**What needs to be done:** Print all of the lines exactly. Any picture among them stays out.

**Records to process:**
-*-*-
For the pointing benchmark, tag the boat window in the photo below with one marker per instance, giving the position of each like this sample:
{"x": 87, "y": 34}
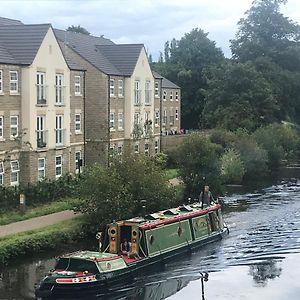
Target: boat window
{"x": 76, "y": 265}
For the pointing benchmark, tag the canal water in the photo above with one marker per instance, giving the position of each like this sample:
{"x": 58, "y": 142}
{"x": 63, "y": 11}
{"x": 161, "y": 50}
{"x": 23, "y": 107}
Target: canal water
{"x": 260, "y": 258}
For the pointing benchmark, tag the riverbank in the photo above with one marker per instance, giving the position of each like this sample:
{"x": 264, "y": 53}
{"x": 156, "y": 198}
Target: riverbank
{"x": 44, "y": 239}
-*-*-
**Output for this exercise:**
For the pointing benchmark, tag the boat window in the photo below with one marker per instance, giving the position of each like this sample:
{"x": 87, "y": 34}
Target: boat window
{"x": 76, "y": 265}
For the pointing benchmark, tag the canal water in the photo above with one marker per instance, giving the position of each like this sample:
{"x": 58, "y": 142}
{"x": 63, "y": 11}
{"x": 161, "y": 50}
{"x": 23, "y": 107}
Target: canal water
{"x": 260, "y": 258}
For the pointing benchmark, tag the riverbank in the photo above with one marker per instance, giving the position of each like this sample:
{"x": 264, "y": 53}
{"x": 156, "y": 198}
Target: riverbank
{"x": 44, "y": 239}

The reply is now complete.